THE EXERCISE
Reproduce the data below word for word, everything from the line containing "Please place a dot on the belt, one" down to the final line of the data, both ends included.

DATA TO USE
* * * * *

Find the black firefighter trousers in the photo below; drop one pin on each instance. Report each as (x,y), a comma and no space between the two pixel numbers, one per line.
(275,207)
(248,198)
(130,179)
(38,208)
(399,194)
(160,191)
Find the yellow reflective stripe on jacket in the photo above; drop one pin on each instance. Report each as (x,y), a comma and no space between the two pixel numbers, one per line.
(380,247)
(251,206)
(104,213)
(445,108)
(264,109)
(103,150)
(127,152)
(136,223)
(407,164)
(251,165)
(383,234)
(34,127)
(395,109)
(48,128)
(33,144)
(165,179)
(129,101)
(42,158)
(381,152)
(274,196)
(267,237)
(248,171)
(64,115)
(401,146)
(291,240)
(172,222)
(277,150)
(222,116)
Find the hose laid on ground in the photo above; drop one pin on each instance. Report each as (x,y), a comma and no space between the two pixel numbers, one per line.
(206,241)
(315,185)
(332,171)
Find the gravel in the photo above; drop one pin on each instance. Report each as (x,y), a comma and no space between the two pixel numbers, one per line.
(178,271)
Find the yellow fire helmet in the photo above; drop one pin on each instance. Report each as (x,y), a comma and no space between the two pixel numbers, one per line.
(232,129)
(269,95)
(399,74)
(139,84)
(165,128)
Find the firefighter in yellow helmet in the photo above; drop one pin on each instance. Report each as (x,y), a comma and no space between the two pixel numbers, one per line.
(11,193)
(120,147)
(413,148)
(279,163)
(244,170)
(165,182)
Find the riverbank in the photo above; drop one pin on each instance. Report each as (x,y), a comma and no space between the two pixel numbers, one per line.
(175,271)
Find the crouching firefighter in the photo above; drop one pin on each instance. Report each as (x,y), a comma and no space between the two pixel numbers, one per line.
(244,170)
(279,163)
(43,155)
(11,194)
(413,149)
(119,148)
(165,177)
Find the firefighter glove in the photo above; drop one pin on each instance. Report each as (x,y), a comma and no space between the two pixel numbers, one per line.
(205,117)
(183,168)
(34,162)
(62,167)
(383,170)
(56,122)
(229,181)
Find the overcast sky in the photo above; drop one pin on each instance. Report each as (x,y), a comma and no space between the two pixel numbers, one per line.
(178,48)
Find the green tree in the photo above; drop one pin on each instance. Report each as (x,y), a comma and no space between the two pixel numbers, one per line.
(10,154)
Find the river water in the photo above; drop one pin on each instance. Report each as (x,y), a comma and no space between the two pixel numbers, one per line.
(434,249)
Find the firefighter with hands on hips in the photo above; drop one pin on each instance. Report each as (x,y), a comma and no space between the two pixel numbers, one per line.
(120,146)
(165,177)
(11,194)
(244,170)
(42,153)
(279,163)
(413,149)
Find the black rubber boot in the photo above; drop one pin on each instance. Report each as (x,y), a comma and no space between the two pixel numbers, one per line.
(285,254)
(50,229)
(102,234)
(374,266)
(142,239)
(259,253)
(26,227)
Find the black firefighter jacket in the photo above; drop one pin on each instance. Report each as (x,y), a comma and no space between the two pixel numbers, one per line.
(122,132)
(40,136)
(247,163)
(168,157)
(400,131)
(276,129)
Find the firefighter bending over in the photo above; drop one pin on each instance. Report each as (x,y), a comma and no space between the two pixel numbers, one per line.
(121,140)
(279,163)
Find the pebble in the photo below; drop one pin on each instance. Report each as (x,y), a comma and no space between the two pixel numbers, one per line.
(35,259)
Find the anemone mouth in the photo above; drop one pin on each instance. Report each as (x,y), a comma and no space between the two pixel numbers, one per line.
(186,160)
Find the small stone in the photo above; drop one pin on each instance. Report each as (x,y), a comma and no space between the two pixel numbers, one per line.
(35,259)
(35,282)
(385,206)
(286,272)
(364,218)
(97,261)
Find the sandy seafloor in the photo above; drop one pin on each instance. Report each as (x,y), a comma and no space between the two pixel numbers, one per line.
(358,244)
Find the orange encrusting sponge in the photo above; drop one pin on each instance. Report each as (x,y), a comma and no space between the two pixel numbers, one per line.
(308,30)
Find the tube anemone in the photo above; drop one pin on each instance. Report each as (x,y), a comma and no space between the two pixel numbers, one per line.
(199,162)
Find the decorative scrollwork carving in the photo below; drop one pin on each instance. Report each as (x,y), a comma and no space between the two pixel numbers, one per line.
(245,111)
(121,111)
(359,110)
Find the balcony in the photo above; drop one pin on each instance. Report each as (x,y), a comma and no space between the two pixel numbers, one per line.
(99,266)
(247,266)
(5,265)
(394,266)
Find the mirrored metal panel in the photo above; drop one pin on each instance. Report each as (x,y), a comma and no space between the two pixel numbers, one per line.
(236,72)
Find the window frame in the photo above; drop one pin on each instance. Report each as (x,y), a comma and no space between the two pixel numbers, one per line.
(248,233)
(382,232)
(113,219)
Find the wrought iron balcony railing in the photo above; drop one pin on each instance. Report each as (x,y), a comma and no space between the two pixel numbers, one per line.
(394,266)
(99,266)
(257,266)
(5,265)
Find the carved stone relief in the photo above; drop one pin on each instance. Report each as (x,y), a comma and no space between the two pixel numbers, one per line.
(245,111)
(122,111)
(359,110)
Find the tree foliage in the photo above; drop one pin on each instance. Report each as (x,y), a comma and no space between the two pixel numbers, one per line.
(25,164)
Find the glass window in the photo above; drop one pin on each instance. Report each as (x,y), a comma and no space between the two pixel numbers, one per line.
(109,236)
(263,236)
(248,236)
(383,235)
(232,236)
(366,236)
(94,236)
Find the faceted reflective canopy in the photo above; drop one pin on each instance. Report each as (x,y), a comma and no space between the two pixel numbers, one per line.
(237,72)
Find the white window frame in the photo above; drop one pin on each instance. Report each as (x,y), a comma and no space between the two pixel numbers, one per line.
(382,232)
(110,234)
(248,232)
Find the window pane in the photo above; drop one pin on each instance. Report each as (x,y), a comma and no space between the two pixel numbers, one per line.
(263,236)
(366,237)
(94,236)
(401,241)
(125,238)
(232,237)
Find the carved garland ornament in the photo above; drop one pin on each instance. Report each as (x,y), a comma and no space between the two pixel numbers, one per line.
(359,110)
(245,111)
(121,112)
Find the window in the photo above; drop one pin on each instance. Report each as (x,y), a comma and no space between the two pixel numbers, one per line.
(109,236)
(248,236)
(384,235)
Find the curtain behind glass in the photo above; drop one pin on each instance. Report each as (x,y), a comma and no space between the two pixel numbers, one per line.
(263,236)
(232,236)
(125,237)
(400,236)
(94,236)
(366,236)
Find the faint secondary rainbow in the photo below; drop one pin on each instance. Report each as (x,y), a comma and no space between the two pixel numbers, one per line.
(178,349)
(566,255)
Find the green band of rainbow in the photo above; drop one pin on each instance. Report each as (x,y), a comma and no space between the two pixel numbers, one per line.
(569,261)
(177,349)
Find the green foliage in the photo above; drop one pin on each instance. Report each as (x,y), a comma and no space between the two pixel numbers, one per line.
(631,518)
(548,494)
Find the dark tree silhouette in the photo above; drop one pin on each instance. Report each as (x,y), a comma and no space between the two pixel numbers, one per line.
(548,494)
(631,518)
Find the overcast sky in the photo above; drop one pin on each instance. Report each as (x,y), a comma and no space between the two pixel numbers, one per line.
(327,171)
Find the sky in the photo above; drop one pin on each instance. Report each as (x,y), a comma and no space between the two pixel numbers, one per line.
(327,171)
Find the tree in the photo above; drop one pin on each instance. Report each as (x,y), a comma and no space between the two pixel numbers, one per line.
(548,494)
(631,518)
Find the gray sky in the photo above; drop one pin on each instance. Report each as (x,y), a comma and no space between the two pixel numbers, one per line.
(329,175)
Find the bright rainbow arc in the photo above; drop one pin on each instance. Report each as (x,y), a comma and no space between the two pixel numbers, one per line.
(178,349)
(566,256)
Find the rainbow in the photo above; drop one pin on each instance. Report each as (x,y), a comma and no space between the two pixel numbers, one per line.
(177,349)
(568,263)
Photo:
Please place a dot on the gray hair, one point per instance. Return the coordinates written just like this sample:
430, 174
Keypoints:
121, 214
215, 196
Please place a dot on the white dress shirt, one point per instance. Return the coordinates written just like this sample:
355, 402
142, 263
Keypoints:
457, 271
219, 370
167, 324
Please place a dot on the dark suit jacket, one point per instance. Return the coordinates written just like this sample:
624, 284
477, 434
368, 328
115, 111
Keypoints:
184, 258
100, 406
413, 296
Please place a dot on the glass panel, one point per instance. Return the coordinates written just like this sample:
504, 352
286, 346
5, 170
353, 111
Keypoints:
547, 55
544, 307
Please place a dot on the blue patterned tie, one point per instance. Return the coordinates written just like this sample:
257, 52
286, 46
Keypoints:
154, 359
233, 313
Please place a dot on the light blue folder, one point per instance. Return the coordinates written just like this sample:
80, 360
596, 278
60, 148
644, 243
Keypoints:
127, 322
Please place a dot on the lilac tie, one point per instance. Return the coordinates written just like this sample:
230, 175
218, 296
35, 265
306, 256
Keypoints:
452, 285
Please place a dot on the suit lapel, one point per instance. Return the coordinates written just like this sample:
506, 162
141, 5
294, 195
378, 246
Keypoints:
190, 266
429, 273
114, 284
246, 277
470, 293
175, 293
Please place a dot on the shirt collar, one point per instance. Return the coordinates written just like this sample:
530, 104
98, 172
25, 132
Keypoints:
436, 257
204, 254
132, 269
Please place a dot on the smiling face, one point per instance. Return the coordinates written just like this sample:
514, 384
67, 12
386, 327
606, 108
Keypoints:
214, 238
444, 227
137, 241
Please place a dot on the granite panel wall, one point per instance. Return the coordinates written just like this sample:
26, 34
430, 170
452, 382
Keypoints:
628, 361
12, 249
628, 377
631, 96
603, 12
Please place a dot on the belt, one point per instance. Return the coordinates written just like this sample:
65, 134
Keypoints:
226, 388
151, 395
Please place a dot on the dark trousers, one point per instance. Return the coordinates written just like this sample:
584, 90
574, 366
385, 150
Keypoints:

* * * * *

RESPONSE TO THIS EXERCISE
Please place a dot on the belt, one point per instance. Return the coordinates written just like this sample:
65, 134
Keypoints:
226, 388
151, 395
Please place a dot on the dark trousers, one point per instance. Return the coordinates written just like this sample:
584, 90
574, 366
385, 150
Keypoints:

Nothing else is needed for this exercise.